** Aufgabe **
Gib aus der Auflistung unten alles von der Zeile mit „Question. Locate the man“ bis zum Ende der Auflistung erneut aus, die Aufforderungen eingeschlossen. Skaliere dabei jede Koordinate der Antwortpunkte mit dem Faktor 2,35 und runde auf ganze Zahlen, wobei ,5 aufgerundet wird; die Zahlen in den Aufforderungen und Beispielausgaben bleiben unverändert.

** Die Eingabe **

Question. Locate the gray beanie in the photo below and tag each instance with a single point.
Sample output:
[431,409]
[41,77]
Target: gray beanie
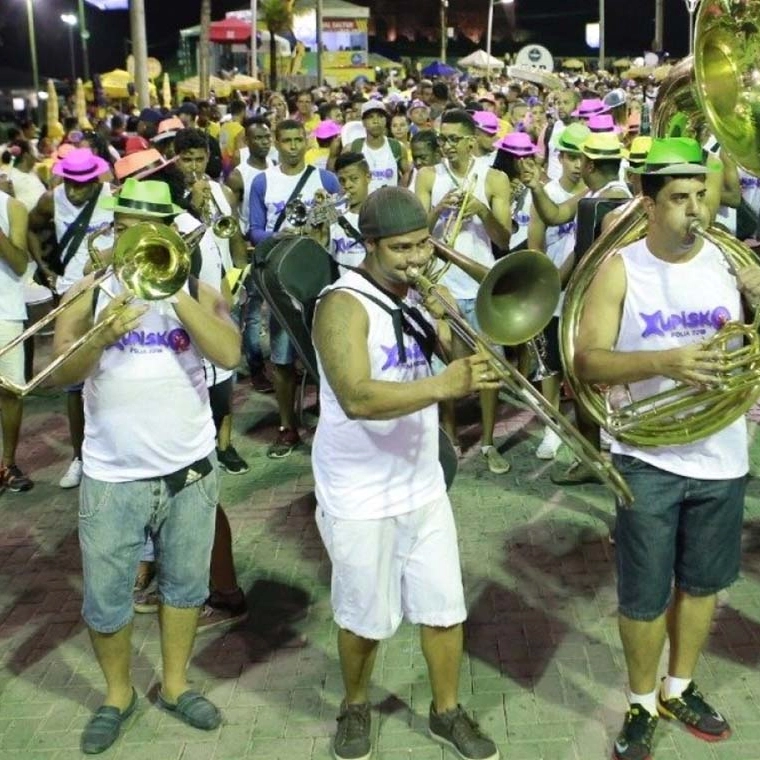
[391,211]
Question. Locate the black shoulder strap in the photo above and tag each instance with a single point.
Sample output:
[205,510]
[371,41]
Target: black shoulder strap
[406,319]
[349,228]
[72,238]
[296,190]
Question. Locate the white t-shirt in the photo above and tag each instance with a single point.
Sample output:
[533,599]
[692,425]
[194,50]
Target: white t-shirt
[370,469]
[672,305]
[12,306]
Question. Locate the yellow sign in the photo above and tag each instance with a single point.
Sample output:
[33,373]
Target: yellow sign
[344,58]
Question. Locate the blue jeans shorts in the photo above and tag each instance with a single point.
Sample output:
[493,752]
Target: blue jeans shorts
[281,349]
[680,531]
[114,521]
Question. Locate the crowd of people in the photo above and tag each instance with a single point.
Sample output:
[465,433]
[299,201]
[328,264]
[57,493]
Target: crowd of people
[487,168]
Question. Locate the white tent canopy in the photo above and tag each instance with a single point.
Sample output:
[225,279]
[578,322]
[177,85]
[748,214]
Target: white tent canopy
[480,60]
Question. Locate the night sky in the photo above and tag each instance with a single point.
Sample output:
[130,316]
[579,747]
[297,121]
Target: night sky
[630,27]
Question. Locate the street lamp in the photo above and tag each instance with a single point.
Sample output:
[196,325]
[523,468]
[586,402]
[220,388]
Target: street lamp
[33,47]
[71,21]
[489,31]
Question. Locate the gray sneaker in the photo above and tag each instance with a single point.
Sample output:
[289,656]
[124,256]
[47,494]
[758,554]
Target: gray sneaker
[352,737]
[458,731]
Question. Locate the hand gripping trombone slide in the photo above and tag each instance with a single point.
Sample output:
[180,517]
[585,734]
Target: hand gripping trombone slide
[515,301]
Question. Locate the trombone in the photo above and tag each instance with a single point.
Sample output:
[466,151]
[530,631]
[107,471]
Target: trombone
[151,260]
[515,301]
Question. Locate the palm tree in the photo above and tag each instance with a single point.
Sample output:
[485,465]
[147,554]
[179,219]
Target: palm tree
[203,52]
[278,17]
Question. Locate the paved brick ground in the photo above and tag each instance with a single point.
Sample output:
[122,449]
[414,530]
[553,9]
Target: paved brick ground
[543,668]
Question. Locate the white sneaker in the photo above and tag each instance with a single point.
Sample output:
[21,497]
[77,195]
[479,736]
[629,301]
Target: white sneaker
[73,475]
[549,445]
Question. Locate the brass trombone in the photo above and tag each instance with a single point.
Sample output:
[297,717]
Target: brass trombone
[515,301]
[151,260]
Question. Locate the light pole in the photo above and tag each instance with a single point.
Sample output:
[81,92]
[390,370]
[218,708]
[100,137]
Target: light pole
[85,35]
[71,21]
[691,6]
[33,47]
[489,31]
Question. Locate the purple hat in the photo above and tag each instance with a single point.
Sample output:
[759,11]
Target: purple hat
[486,121]
[602,122]
[326,129]
[80,165]
[517,143]
[589,108]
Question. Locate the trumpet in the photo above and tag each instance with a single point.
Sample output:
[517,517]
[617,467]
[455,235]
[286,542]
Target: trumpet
[454,222]
[223,225]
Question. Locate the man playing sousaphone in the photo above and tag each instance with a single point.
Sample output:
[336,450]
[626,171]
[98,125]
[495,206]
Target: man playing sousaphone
[468,206]
[149,458]
[684,528]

** Vollständige Lösung **
Question. Locate the man playing sousaphone in the photo above and tag each instance with a single point.
Sample output:
[336,450]
[626,171]
[98,125]
[495,206]
Target: man playing sousaphone
[1100,484]
[350,1076]
[1607,1241]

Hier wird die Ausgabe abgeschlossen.